_Description of the task_. Report the lines of the material that carry the string "tight".

_Data shown_.
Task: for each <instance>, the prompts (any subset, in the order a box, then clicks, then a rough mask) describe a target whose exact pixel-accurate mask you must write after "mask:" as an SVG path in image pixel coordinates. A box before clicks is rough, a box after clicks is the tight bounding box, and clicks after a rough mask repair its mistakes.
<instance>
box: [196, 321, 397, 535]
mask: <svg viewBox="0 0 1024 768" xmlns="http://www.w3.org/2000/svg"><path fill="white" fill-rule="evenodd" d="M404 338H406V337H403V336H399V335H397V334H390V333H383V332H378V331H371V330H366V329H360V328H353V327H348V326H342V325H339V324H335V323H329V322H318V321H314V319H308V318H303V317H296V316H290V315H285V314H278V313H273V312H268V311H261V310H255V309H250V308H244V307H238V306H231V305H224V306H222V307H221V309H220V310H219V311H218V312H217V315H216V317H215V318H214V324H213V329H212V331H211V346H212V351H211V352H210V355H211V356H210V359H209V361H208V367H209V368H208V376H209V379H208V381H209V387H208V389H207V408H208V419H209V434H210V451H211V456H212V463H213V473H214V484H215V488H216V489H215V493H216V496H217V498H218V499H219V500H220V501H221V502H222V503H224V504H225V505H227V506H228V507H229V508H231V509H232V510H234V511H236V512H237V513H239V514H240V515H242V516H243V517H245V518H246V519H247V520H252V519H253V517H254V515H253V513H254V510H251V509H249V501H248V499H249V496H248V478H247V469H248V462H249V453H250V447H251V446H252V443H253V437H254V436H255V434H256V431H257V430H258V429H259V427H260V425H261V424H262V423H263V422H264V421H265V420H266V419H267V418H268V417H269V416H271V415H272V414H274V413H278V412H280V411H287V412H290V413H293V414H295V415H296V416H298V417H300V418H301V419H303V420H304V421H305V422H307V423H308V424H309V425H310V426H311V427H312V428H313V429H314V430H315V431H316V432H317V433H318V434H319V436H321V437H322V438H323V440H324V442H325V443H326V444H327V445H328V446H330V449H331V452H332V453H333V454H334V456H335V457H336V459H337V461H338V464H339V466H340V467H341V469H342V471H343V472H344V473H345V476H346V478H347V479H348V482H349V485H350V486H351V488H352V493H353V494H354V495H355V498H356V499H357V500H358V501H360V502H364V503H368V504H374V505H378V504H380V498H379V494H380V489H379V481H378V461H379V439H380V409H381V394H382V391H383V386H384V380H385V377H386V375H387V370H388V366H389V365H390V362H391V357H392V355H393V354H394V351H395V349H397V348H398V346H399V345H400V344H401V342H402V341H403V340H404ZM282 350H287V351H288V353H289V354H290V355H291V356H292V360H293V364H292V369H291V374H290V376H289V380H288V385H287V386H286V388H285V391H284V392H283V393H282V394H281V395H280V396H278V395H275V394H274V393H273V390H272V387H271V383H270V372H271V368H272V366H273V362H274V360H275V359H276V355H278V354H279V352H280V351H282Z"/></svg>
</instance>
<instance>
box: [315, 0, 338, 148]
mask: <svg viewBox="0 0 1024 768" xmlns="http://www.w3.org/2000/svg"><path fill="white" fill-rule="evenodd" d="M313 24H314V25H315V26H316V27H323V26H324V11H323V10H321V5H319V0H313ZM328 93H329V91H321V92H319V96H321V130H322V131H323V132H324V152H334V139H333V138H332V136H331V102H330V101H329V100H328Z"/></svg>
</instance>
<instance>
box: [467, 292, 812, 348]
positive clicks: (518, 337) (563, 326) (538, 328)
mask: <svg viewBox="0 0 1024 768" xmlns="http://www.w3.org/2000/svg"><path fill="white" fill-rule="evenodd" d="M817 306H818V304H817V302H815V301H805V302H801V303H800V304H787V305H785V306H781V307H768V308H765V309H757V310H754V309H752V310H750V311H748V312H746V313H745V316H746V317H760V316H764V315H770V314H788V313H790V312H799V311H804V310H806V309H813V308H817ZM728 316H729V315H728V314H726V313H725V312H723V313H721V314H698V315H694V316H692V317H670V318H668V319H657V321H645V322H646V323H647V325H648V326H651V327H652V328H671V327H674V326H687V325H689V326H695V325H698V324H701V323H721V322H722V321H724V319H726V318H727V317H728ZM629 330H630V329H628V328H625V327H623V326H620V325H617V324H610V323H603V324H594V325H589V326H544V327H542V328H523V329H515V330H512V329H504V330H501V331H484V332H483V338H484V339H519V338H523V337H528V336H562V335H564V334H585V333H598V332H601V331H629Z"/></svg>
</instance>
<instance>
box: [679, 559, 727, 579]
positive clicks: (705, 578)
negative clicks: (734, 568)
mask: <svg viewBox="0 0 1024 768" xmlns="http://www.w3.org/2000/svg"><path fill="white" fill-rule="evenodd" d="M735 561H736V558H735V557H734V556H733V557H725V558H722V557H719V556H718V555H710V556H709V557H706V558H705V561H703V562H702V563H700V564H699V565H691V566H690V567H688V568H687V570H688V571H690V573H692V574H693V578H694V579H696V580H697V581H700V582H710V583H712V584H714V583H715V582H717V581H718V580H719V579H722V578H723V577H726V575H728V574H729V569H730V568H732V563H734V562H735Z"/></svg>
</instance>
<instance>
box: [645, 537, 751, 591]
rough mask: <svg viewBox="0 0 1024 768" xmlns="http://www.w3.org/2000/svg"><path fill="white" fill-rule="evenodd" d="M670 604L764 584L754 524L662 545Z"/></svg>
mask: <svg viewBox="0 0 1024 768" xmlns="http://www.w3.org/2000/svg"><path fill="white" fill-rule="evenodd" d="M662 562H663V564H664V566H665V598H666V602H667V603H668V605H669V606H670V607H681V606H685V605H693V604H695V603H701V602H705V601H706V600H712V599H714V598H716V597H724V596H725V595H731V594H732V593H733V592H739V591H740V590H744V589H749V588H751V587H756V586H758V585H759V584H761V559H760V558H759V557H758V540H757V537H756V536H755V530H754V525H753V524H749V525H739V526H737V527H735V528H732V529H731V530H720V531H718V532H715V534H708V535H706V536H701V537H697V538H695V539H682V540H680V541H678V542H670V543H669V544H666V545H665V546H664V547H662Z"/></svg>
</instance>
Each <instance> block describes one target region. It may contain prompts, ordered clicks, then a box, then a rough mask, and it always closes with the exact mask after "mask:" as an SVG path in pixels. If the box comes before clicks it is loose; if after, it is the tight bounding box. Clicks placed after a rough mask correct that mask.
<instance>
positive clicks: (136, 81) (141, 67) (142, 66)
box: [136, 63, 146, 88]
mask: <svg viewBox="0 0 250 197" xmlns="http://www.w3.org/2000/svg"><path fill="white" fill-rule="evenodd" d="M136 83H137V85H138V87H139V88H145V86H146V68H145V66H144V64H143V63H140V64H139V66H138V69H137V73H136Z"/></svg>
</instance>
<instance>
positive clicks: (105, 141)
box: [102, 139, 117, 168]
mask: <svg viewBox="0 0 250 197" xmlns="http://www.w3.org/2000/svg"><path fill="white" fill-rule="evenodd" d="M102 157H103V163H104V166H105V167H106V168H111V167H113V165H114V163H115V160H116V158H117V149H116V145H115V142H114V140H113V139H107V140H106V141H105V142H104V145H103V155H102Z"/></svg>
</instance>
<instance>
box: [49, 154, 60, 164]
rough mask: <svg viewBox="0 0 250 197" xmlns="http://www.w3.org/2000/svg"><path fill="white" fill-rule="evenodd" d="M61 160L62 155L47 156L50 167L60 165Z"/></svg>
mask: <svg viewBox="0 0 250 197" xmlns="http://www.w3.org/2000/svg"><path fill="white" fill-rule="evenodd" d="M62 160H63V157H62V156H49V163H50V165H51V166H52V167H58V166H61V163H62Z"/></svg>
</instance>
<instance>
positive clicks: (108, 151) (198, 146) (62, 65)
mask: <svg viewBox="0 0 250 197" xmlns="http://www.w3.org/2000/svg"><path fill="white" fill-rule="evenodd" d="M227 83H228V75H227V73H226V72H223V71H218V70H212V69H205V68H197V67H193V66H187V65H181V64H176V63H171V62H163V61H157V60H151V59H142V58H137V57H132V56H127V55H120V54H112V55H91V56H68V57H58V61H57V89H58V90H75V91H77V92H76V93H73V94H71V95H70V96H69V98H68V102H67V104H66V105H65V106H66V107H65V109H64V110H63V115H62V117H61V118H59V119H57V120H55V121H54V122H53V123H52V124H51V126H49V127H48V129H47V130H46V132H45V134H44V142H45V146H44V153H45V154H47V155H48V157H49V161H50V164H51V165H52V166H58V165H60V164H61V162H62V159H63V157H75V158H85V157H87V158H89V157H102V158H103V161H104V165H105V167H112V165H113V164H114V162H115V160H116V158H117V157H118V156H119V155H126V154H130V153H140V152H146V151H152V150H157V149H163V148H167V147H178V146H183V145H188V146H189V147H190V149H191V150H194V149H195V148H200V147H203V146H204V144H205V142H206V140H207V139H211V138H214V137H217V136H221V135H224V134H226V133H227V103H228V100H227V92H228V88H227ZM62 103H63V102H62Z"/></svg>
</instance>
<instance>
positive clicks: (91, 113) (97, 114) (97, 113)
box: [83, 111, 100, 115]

_Response below_.
Task: for each <instance>, the prompts (any subset, in the order a box, then clicks, then a rough mask) describe a target whose exact pixel-accurate mask you must write after "mask:" as an SVG path in image pixel coordinates. A box before clicks is rough, a box after clicks is the tight bounding box, and clicks after a rough mask repair its mistakes.
Each <instance> block describes one target region. It may contain prompts, ordered clicks, then a box, then a rough mask, and it always closes with the exact mask after "mask:" as an SVG path in pixels. If the box comes before clicks it is loose; if after, it is the tight bounding box. Clicks placed after a rough mask correct that mask.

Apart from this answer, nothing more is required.